* Start *

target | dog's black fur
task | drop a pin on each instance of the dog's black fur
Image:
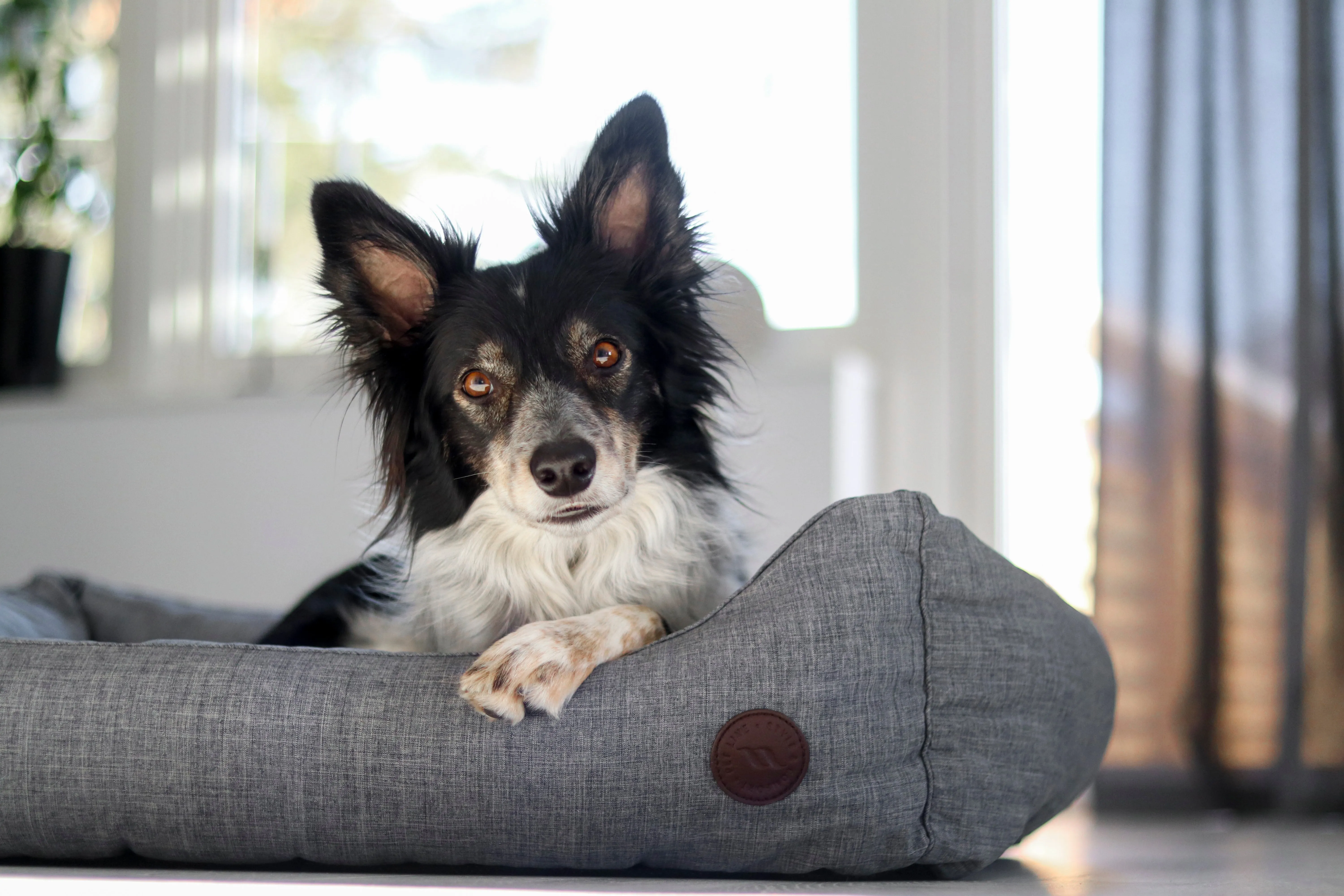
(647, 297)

* End *
* Start *

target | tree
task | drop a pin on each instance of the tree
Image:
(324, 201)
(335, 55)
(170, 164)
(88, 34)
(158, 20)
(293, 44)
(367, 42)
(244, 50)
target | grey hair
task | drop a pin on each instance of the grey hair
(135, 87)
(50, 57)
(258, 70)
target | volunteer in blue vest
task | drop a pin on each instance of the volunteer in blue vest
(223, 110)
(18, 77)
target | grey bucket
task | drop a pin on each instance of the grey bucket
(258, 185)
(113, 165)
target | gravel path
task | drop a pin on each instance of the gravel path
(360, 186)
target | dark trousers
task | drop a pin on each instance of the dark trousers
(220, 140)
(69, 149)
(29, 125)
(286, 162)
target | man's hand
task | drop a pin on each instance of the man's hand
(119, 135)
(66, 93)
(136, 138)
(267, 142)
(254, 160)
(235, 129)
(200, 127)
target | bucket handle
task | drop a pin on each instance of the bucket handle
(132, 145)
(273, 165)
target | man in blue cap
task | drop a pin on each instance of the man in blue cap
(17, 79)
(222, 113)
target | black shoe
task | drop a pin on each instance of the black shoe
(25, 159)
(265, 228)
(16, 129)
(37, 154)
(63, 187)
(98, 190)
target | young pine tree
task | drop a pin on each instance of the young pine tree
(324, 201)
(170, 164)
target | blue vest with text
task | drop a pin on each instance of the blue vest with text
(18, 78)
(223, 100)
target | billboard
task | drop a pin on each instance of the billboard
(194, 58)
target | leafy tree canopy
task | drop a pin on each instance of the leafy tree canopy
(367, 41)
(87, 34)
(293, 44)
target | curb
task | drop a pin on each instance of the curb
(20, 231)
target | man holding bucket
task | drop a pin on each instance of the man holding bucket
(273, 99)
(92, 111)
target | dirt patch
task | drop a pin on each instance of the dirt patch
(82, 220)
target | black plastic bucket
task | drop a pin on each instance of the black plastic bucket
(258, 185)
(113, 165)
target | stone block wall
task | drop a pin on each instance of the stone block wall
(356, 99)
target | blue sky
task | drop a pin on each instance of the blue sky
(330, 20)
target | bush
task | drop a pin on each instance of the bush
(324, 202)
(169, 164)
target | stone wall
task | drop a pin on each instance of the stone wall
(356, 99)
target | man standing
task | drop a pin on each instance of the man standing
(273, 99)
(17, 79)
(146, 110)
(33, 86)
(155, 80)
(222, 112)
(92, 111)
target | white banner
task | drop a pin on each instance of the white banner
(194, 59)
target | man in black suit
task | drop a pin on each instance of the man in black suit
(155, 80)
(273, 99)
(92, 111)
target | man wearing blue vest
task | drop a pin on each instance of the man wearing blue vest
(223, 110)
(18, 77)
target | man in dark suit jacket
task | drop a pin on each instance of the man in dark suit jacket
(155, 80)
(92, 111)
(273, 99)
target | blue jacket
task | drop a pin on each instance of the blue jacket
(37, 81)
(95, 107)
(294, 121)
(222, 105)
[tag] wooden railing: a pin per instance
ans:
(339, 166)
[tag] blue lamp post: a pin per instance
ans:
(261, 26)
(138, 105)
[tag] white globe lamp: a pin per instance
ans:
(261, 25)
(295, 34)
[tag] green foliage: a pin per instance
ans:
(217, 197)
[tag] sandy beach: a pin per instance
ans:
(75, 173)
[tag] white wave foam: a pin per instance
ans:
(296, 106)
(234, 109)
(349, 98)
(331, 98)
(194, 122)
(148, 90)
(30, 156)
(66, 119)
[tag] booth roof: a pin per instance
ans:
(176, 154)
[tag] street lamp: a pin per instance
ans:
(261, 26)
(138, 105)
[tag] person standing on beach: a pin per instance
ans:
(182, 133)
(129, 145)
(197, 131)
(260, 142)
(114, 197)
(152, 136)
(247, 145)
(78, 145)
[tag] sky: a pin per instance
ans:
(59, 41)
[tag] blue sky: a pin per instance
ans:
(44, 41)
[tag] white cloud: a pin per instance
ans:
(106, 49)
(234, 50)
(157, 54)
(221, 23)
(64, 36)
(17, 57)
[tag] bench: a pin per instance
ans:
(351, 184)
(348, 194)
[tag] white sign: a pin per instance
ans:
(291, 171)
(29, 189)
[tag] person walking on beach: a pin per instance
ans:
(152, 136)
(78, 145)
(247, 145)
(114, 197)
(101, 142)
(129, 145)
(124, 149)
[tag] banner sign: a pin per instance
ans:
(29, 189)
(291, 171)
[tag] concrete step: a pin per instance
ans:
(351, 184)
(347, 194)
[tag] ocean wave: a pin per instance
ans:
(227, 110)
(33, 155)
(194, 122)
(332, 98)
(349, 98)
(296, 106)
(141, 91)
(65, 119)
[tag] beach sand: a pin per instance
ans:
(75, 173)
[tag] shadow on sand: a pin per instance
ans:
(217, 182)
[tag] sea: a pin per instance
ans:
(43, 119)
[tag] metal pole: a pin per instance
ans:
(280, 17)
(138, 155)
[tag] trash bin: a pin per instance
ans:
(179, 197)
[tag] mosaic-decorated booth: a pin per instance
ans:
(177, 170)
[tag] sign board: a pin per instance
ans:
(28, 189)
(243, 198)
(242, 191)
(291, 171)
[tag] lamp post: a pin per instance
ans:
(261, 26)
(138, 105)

* End *

#### [Brief]
Filter the records above and copy every line that contains the word "jacket".

#### [The output]
target | man in dark suit jacket
task | drop a pin on each instance of the man in dark suit jacket
target | blue jacket
task | drop a pin on each instance of the blue jacket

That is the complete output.